The improper or illicit use of organizational functions for the benefit of the managers

Last Updated: September 10, 2025

A statue of bound hands in Kyiv, Ukraine

Seven hours. Just 500 meters. That’s how long it took me to cross a single stretch of road at the Ukrainian border.

 

I left Lviv just after curfew, hoping for a smooth ride into Poland. Instead, I entered a slow-motion nightmare that exposed a far deeper crisis than traffic: the persistent rot of corruption.

 

Drivers stepped out to stretch, smoke, or silently freeze. Mothers cradled exhausted kids. A middle-aged man leaned on a cane, barely able to stand.

 

Then came the sleek, black luxury cars — gliding past the rest of us, driving on the wrong side of the road without hesitation. No sirens. No emergency passes. Just money, privilege, and impunity. Border guards waved them on, unfazed. No enforcement. No shame.

 

Behind me, tempers simmered. People begged me to inch forward so they wouldn’t be stuck when curfew hit again. 

 

As one woman told AFP: “Why do I have to let those who are simply richer go by me?”

 

This wasn’t just a border crossing. It was a front-row seat to the system Ukraine is still fighting to shed, where rules are optional for the rich and non-negotiable for everyone else.

 

According to watchdog group Europe Without Barriers, queue-cutting at crossings is rampant — with bribes starting at just €10. Ten euros. That’s the going price of fairness in modern Ukraine.

 

But the corruption doesn’t stop at the border. Ukraine’s customs service — a multi-billion-dollar institution — remains one of the country’s most corrupt. Josh Rudolph of the German Marshall Fund put it plainly: “Customs is perhaps the single biggest cash cow that brings corrupt money into Ukraine’s political system.”

 

This isn't just bad governance. It’s a national security threat.

▶ Dataset excerpts:
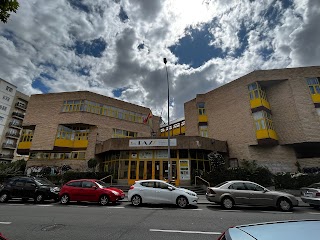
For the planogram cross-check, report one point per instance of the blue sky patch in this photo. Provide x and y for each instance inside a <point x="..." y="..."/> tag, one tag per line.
<point x="123" y="15"/>
<point x="79" y="5"/>
<point x="38" y="84"/>
<point x="194" y="49"/>
<point x="93" y="48"/>
<point x="118" y="92"/>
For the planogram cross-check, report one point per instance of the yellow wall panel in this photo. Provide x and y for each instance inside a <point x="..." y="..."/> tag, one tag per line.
<point x="24" y="145"/>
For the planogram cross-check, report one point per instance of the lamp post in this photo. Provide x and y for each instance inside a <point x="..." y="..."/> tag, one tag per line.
<point x="169" y="159"/>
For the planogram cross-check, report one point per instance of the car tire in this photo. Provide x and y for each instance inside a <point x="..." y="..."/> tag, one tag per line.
<point x="64" y="199"/>
<point x="104" y="200"/>
<point x="39" y="198"/>
<point x="182" y="202"/>
<point x="136" y="200"/>
<point x="284" y="204"/>
<point x="4" y="197"/>
<point x="227" y="203"/>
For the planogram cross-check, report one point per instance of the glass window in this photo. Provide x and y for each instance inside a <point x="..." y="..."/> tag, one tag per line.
<point x="237" y="186"/>
<point x="87" y="184"/>
<point x="253" y="187"/>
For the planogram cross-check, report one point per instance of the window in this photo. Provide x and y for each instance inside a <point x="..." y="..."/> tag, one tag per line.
<point x="74" y="184"/>
<point x="237" y="186"/>
<point x="263" y="120"/>
<point x="314" y="85"/>
<point x="87" y="184"/>
<point x="148" y="184"/>
<point x="203" y="131"/>
<point x="253" y="187"/>
<point x="201" y="108"/>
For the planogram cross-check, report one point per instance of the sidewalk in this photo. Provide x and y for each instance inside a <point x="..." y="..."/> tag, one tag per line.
<point x="203" y="200"/>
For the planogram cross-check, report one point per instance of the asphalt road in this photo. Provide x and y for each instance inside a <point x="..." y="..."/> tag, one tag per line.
<point x="52" y="221"/>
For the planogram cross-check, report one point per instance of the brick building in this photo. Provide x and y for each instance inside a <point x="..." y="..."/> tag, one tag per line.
<point x="271" y="116"/>
<point x="65" y="130"/>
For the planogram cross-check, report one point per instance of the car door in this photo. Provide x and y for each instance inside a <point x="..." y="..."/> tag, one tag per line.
<point x="89" y="192"/>
<point x="17" y="188"/>
<point x="258" y="195"/>
<point x="163" y="194"/>
<point x="239" y="193"/>
<point x="147" y="192"/>
<point x="29" y="189"/>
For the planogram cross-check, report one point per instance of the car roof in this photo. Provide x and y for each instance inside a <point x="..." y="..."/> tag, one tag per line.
<point x="291" y="229"/>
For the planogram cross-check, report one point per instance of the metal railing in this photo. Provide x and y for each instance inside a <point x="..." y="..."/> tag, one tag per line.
<point x="109" y="176"/>
<point x="195" y="180"/>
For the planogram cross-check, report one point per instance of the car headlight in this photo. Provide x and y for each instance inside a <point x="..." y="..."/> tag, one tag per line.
<point x="55" y="190"/>
<point x="115" y="193"/>
<point x="192" y="194"/>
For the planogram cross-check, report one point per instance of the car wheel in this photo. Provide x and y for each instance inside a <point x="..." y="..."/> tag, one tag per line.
<point x="136" y="200"/>
<point x="284" y="204"/>
<point x="104" y="200"/>
<point x="4" y="197"/>
<point x="227" y="203"/>
<point x="182" y="202"/>
<point x="38" y="198"/>
<point x="64" y="199"/>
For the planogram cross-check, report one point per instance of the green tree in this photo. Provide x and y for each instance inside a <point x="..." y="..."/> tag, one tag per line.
<point x="7" y="7"/>
<point x="92" y="164"/>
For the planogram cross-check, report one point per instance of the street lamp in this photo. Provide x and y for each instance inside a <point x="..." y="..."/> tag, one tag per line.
<point x="169" y="159"/>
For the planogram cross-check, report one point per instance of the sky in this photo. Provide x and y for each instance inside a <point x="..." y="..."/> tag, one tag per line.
<point x="116" y="48"/>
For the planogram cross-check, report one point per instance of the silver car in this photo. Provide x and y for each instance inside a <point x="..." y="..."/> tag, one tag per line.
<point x="286" y="230"/>
<point x="232" y="193"/>
<point x="311" y="195"/>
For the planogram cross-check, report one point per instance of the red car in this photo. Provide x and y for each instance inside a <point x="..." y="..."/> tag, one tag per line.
<point x="89" y="190"/>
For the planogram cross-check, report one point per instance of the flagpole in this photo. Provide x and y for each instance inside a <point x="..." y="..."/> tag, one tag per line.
<point x="169" y="159"/>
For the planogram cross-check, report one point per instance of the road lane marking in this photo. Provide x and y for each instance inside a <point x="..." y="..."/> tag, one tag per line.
<point x="273" y="212"/>
<point x="181" y="231"/>
<point x="314" y="213"/>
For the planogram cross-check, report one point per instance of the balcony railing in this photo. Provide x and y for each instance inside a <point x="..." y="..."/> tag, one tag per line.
<point x="14" y="124"/>
<point x="9" y="145"/>
<point x="6" y="156"/>
<point x="17" y="114"/>
<point x="21" y="106"/>
<point x="15" y="135"/>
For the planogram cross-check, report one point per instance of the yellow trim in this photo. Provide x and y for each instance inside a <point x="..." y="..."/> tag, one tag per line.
<point x="202" y="118"/>
<point x="24" y="145"/>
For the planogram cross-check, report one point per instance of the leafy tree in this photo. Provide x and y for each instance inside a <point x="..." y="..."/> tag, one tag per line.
<point x="92" y="164"/>
<point x="6" y="7"/>
<point x="216" y="161"/>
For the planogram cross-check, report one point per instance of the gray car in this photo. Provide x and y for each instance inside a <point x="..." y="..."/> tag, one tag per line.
<point x="286" y="230"/>
<point x="232" y="193"/>
<point x="311" y="195"/>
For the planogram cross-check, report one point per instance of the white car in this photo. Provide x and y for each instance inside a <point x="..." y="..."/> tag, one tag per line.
<point x="160" y="192"/>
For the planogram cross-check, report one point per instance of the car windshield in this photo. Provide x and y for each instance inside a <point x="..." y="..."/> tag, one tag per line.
<point x="220" y="184"/>
<point x="101" y="184"/>
<point x="43" y="181"/>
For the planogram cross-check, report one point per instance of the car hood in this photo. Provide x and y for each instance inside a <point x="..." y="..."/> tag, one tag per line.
<point x="186" y="190"/>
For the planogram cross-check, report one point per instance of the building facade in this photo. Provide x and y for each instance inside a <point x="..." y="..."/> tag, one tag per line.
<point x="13" y="105"/>
<point x="271" y="116"/>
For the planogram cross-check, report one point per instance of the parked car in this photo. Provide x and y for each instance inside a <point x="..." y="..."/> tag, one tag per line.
<point x="160" y="192"/>
<point x="232" y="193"/>
<point x="39" y="189"/>
<point x="311" y="195"/>
<point x="89" y="190"/>
<point x="285" y="230"/>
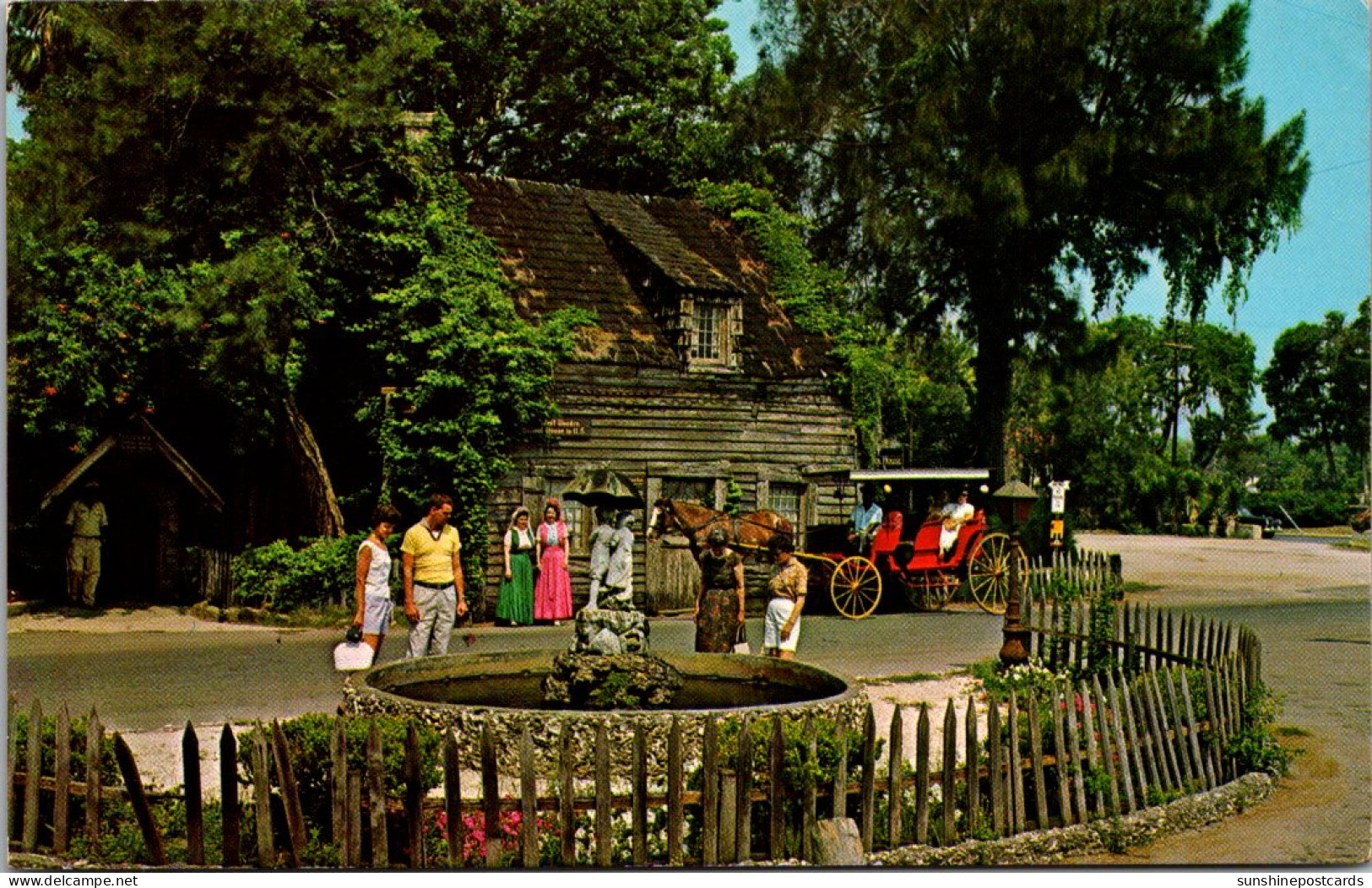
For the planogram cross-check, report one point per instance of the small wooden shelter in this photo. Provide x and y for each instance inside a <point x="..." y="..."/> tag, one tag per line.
<point x="166" y="535"/>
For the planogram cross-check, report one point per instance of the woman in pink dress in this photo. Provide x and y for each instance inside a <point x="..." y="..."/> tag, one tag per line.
<point x="553" y="590"/>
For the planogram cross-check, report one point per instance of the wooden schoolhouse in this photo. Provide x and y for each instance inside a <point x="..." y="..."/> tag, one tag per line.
<point x="696" y="383"/>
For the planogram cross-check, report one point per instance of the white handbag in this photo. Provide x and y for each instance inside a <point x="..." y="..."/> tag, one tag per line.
<point x="351" y="657"/>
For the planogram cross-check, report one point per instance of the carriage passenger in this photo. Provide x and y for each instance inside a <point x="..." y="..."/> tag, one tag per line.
<point x="954" y="517"/>
<point x="865" y="519"/>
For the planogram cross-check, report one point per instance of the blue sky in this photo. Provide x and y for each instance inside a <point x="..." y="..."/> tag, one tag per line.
<point x="1308" y="55"/>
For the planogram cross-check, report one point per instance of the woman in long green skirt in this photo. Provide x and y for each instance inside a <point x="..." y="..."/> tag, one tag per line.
<point x="515" y="603"/>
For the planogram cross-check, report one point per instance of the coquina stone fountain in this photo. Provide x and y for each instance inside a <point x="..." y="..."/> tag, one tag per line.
<point x="557" y="696"/>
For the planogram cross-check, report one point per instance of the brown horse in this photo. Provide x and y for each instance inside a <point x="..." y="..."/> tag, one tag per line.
<point x="751" y="532"/>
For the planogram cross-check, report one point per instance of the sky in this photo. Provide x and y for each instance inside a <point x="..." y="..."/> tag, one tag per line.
<point x="1310" y="55"/>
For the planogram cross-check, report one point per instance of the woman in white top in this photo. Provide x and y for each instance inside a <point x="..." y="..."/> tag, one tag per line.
<point x="373" y="578"/>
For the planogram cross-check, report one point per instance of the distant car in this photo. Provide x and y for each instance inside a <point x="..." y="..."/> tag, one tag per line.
<point x="1269" y="524"/>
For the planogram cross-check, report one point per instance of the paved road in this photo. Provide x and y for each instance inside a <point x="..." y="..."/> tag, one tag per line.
<point x="1308" y="604"/>
<point x="149" y="680"/>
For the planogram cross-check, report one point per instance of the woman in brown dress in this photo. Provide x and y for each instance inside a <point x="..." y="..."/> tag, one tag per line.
<point x="719" y="607"/>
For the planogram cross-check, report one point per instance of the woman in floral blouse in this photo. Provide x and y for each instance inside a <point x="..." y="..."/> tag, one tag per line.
<point x="788" y="587"/>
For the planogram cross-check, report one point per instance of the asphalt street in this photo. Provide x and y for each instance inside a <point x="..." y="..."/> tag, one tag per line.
<point x="149" y="680"/>
<point x="1308" y="604"/>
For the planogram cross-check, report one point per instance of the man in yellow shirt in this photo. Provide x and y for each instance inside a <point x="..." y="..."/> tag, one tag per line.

▶ Brief A:
In the article on Ukrainian border corruption, copy the text that begins at the words "I left Lviv" and stop after the words "able to stand.".
▶ Brief B:
Rewrite the paragraph of the article on Ukrainian border corruption that begins "But the corruption doesn’t stop at the border" in a shorter form, keeping its main facts.

▶ Problem solution A:
I left Lviv just after curfew, hoping for a smooth ride into Poland. Instead, I entered a slow-motion nightmare that exposed a far deeper crisis than traffic: the persistent rot of corruption.

 

Drivers stepped out to stretch, smoke, or silently freeze. Mothers cradled exhausted kids. A middle-aged man leaned on a cane, barely able to stand.

▶ Problem solution B:
Corruption extends beyond the border. Ukraine's multi-billion-dollar customs service remains one of the country's most corrupt institutions. Josh Rudolph of the German Marshall Fund called customs perhaps the single biggest source of corrupt money flowing into Ukraine's political system.